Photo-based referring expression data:
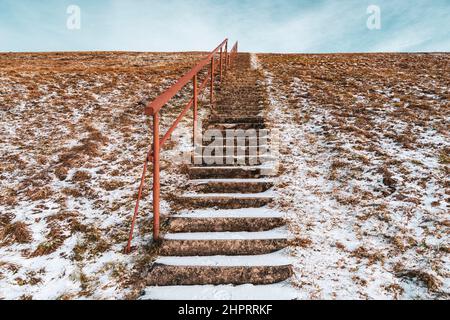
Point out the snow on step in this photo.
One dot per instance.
(234, 213)
(279, 258)
(278, 233)
(232, 180)
(248, 168)
(262, 195)
(279, 291)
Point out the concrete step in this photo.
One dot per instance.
(217, 224)
(226, 200)
(230, 185)
(249, 160)
(221, 172)
(249, 292)
(235, 119)
(228, 148)
(223, 127)
(223, 243)
(218, 270)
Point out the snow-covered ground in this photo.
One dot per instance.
(364, 175)
(73, 139)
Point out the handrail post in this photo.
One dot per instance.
(221, 63)
(156, 181)
(195, 109)
(226, 56)
(212, 81)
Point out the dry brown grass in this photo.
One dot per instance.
(17, 232)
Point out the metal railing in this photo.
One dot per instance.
(224, 62)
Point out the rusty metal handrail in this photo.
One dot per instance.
(225, 60)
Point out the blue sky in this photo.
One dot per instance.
(259, 25)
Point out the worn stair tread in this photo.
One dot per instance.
(167, 275)
(243, 168)
(278, 258)
(234, 213)
(248, 292)
(274, 234)
(216, 224)
(262, 195)
(231, 180)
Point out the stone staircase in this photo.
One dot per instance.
(227, 235)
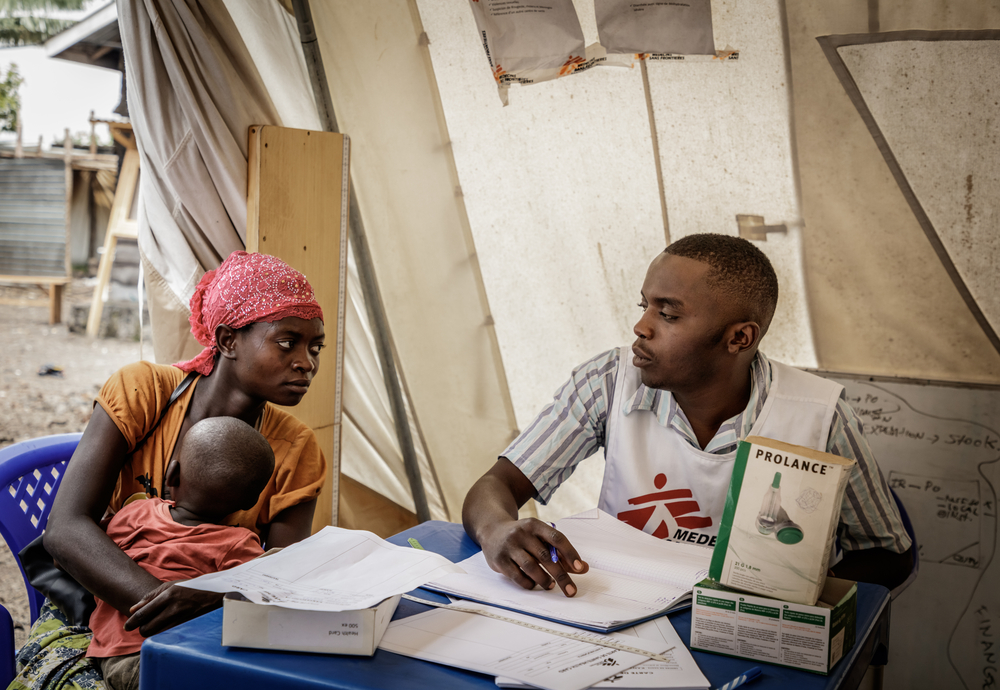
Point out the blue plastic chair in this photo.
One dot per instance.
(30, 473)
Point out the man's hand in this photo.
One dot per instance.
(519, 549)
(166, 606)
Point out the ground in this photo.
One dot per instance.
(32, 405)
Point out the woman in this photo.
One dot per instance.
(262, 331)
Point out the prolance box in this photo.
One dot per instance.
(780, 519)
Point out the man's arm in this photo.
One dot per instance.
(878, 566)
(877, 548)
(516, 548)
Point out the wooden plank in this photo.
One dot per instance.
(35, 280)
(119, 225)
(55, 303)
(297, 211)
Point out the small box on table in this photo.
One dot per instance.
(246, 624)
(812, 638)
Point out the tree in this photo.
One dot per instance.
(10, 101)
(23, 22)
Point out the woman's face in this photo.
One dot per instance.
(276, 361)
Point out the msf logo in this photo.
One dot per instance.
(679, 503)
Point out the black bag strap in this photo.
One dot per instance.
(178, 392)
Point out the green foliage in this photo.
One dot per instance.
(23, 22)
(10, 101)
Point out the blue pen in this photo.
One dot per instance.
(740, 680)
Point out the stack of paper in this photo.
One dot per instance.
(333, 570)
(633, 577)
(679, 673)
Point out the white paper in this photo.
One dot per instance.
(527, 41)
(632, 576)
(537, 658)
(680, 671)
(680, 27)
(333, 570)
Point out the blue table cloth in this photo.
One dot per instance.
(192, 656)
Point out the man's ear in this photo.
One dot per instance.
(172, 477)
(225, 339)
(744, 336)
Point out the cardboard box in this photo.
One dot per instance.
(812, 638)
(780, 519)
(246, 624)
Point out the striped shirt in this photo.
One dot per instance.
(573, 427)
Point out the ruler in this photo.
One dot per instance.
(592, 638)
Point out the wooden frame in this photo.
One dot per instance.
(297, 210)
(120, 226)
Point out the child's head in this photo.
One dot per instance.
(223, 465)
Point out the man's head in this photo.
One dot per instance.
(707, 300)
(738, 271)
(223, 466)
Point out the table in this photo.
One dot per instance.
(191, 655)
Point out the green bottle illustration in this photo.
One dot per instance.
(767, 518)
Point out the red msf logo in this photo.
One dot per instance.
(680, 509)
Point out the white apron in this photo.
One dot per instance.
(657, 482)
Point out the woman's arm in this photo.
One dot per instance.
(291, 525)
(73, 535)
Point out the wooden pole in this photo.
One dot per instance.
(18, 148)
(93, 136)
(366, 270)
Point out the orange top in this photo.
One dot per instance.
(169, 551)
(134, 397)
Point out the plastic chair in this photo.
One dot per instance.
(908, 526)
(30, 473)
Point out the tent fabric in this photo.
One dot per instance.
(194, 92)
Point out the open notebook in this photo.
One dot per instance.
(633, 577)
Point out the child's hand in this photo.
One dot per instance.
(165, 606)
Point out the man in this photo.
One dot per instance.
(670, 415)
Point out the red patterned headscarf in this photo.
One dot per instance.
(245, 289)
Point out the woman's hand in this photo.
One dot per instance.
(165, 606)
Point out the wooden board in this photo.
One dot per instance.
(297, 204)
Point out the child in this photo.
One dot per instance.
(222, 467)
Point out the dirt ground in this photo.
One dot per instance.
(32, 405)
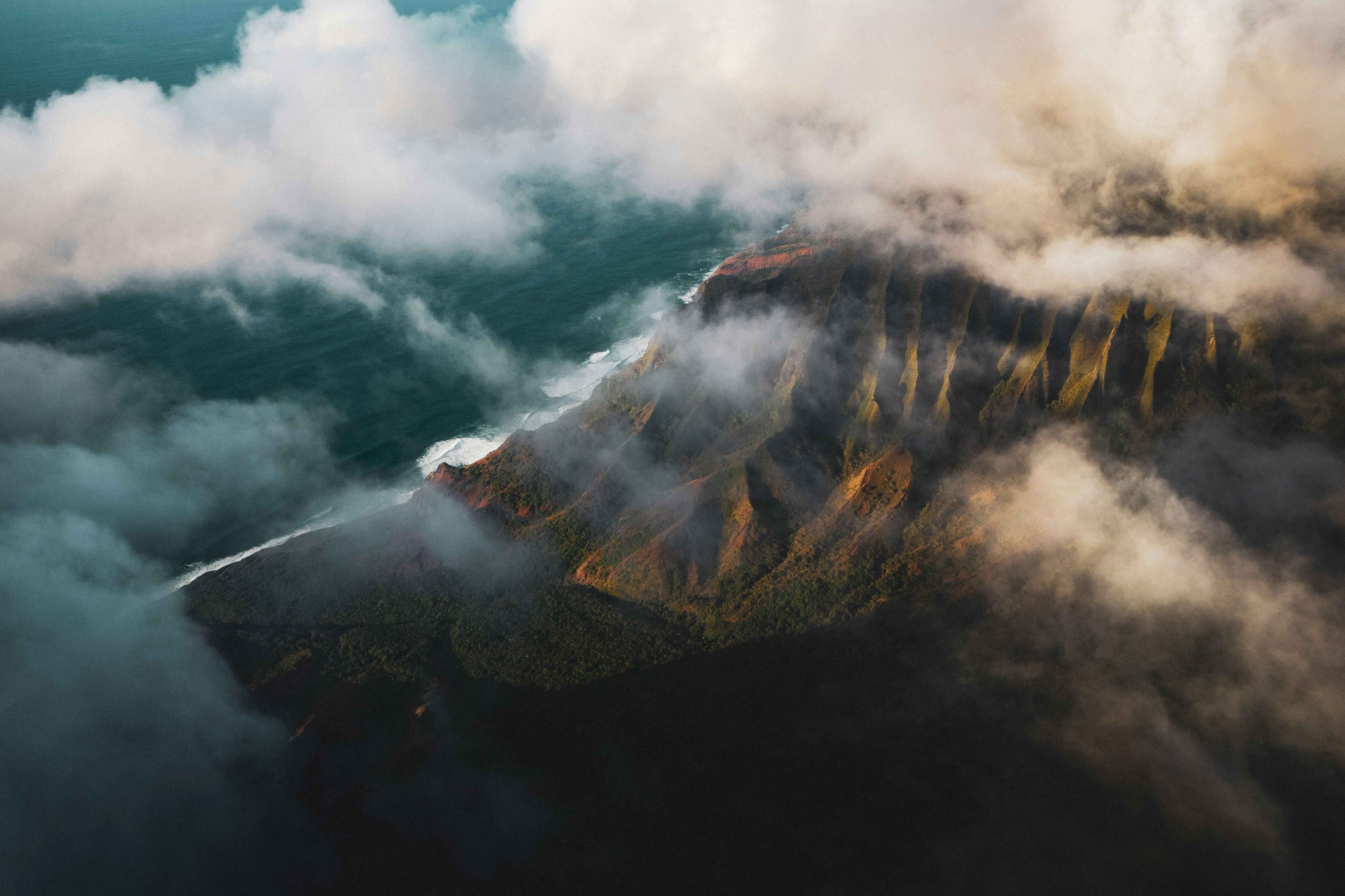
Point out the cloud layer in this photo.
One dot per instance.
(1052, 148)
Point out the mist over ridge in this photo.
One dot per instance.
(977, 531)
(1052, 151)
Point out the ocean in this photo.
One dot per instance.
(584, 303)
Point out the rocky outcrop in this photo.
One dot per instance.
(800, 415)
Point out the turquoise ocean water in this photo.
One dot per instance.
(393, 407)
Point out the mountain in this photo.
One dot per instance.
(724, 626)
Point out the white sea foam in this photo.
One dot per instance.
(325, 520)
(572, 388)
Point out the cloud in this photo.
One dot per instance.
(131, 758)
(1138, 144)
(342, 123)
(1182, 649)
(1052, 148)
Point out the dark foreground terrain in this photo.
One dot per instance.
(765, 614)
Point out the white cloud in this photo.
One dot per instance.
(1047, 144)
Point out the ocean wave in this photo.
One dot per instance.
(568, 391)
(354, 511)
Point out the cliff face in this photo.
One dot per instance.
(721, 496)
(606, 645)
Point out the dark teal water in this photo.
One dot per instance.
(389, 401)
(392, 404)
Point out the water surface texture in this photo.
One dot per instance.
(602, 271)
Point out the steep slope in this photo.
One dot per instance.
(728, 625)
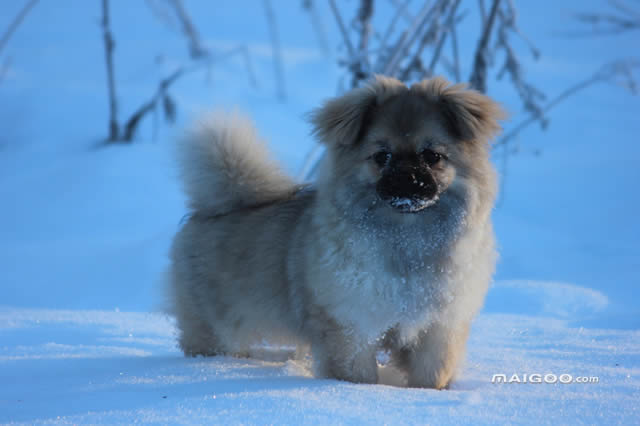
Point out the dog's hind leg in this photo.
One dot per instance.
(431, 361)
(196, 337)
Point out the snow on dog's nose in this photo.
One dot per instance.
(408, 189)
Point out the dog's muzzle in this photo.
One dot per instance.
(408, 190)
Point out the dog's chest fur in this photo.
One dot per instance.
(373, 278)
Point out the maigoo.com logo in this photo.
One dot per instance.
(549, 378)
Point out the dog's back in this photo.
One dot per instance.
(228, 277)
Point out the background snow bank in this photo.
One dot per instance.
(120, 367)
(84, 233)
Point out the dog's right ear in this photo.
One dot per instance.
(343, 120)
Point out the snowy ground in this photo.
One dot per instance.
(116, 367)
(84, 234)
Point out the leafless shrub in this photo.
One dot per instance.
(201, 57)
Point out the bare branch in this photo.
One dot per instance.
(13, 26)
(607, 73)
(131, 125)
(318, 28)
(478, 79)
(4, 70)
(343, 30)
(443, 37)
(277, 51)
(409, 37)
(360, 67)
(195, 46)
(454, 48)
(483, 13)
(163, 13)
(109, 45)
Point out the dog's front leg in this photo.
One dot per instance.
(431, 361)
(339, 355)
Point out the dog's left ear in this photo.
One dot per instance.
(469, 115)
(343, 120)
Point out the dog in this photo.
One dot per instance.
(391, 249)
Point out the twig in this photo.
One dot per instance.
(6, 65)
(318, 28)
(195, 47)
(277, 51)
(555, 101)
(478, 79)
(456, 56)
(483, 13)
(109, 45)
(163, 14)
(360, 66)
(131, 125)
(451, 24)
(13, 26)
(343, 30)
(408, 38)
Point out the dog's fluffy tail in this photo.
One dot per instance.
(225, 166)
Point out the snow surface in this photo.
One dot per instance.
(85, 232)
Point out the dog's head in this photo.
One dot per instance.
(406, 146)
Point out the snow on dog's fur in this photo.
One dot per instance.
(393, 248)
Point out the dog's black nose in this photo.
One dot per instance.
(412, 184)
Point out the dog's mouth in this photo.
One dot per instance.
(408, 192)
(410, 204)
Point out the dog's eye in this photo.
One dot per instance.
(382, 158)
(431, 157)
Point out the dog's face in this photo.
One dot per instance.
(407, 153)
(399, 149)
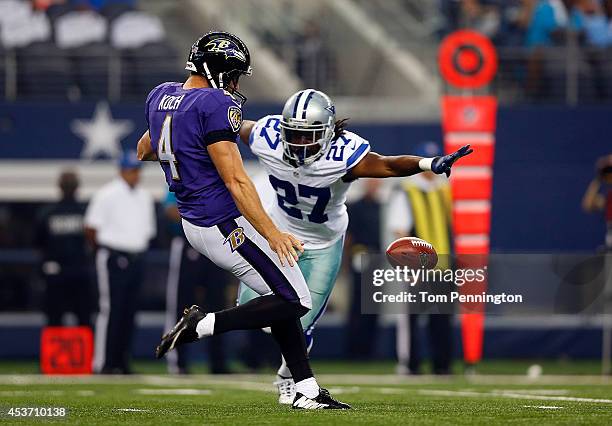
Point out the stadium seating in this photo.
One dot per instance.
(72, 51)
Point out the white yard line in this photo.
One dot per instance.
(174, 391)
(511, 395)
(336, 379)
(543, 407)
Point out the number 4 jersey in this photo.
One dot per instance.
(309, 199)
(182, 123)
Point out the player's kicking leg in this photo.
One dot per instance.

Work order: When a line contains the string "handrail", copy it from the records.

Expected answer:
Point out the handrail post in this photo.
Point out the rusty metal handrail in this photo.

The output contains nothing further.